§ Extracted text
────

Y. S.
2010-06-13
This benchmark is correct ?
Bogdan Cristea
2010-06-15
I have compared armadillo with IT++ on openSUSE 11.2, 64 bits with AMD Athlon
64. IT++ using ACML library.
Armadillo seems to have a slight advantage when adding matrices, but when
multiplying them IT++ has by far the best performance. Could you verify this?
armadillo: time taken for addition = 0.0152217
armadillo: time taken for multiplication = 10.3283
IT++: time taken for addition = 0.0181877
IT++: time taken for multiplication = 0.308879
int main()
{
int size = 1000;
int N = 100;
//Armadillo
// size and N are specified by the user on the command line
arma::mat A = arma::rand(size,size);
arma::mat B = arma::rand(size,size);
arma::mat Z = arma::zeros(size,size);
int i;
arma::wall_clock timer;
timer.tic();
for(i=0; i<N; ++i)
Z = A+B; // or Z = A+B+C ... etc
std::cout << "armadillo: time taken for addition = " << timer.toc() /
double(N) << std::endl;
timer.tic();
for(i=0; i<N; ++i)

────

(Records from a dataset)
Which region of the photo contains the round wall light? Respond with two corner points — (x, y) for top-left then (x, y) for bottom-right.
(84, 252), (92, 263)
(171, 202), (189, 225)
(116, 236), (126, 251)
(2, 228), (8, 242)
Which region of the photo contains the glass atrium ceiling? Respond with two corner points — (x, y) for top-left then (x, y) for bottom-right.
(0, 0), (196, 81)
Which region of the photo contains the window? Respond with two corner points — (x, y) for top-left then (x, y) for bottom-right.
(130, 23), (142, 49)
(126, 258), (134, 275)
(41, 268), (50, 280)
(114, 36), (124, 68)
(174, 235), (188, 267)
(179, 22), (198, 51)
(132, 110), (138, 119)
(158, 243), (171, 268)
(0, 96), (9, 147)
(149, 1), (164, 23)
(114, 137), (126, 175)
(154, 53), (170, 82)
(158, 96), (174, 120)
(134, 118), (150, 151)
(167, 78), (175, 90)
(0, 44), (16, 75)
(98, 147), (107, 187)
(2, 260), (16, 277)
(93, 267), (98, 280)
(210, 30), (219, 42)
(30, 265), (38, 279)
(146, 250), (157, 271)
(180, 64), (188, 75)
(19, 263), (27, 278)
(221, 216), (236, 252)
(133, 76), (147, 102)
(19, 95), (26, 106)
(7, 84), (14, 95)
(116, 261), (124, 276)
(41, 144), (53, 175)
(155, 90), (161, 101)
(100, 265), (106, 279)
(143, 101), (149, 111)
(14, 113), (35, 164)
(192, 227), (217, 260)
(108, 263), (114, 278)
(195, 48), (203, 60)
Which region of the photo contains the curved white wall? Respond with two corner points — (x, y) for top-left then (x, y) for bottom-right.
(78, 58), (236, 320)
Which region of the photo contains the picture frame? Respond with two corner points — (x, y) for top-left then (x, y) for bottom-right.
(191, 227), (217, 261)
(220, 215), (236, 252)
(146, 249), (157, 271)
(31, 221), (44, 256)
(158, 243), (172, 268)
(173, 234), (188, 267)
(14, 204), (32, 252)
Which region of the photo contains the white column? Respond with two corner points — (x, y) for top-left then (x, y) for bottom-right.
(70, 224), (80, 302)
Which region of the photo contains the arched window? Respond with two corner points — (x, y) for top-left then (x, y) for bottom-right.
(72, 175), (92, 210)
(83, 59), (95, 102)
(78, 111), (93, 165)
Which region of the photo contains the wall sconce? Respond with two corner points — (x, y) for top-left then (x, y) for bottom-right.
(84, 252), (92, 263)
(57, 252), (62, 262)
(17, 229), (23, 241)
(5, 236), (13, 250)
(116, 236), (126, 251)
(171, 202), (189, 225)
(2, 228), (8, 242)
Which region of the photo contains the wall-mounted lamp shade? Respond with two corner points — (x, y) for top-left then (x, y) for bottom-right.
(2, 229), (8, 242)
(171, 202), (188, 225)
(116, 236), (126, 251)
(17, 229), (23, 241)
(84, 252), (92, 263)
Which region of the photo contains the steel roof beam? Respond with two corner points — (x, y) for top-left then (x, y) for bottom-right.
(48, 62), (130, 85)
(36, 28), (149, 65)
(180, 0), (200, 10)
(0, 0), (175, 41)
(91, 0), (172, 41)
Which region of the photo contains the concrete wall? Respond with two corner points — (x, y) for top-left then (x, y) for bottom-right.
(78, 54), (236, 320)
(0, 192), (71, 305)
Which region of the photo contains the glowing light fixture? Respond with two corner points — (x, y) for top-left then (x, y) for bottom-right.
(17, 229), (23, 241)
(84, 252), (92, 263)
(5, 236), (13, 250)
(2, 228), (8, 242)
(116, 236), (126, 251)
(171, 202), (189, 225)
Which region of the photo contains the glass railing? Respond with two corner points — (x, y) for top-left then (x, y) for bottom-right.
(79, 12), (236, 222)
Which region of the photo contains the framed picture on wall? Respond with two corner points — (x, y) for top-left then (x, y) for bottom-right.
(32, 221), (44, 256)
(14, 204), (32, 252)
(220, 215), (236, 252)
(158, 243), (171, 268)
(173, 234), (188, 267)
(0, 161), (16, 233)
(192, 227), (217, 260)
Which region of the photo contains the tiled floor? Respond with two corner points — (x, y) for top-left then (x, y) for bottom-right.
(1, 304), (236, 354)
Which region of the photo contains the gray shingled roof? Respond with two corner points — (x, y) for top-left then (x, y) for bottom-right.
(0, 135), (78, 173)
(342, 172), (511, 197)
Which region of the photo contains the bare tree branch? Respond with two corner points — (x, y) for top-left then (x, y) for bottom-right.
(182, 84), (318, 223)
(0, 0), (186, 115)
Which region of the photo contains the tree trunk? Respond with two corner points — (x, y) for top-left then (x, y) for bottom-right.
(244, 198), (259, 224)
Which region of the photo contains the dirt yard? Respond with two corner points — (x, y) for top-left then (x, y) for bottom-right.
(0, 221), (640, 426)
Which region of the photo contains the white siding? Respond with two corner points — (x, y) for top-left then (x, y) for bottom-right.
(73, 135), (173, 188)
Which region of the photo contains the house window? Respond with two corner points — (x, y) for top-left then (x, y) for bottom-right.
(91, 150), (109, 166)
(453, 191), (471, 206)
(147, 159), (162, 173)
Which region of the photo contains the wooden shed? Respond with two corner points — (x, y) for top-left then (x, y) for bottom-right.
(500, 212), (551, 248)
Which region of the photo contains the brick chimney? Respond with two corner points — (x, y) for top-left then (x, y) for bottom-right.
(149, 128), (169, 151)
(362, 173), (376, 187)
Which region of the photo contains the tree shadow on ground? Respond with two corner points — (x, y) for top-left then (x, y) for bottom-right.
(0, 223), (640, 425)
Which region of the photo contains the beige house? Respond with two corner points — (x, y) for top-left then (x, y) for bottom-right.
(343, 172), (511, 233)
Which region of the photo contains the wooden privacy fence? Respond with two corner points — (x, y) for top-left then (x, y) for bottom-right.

────

§ Requirements
**1)** Which variables does the code in the benchmark thread declare with the type arma::mat?
**2)** Copy out the part of the records that opens with their first line and closes with the line containing "(0, 0), (196, 81)".
The forum thread and the records come from unrelated sources.

§ The results
**1)** A, B, Z

**2)**
Which region of the photo contains the round wall light? Respond with two corner points — (x, y) for top-left then (x, y) for bottom-right.
(84, 252), (92, 263)
(171, 202), (189, 225)
(116, 236), (126, 251)
(2, 228), (8, 242)
Which region of the photo contains the glass atrium ceiling? Respond with two corner points — (x, y) for top-left then (x, y) for bottom-right.
(0, 0), (196, 81)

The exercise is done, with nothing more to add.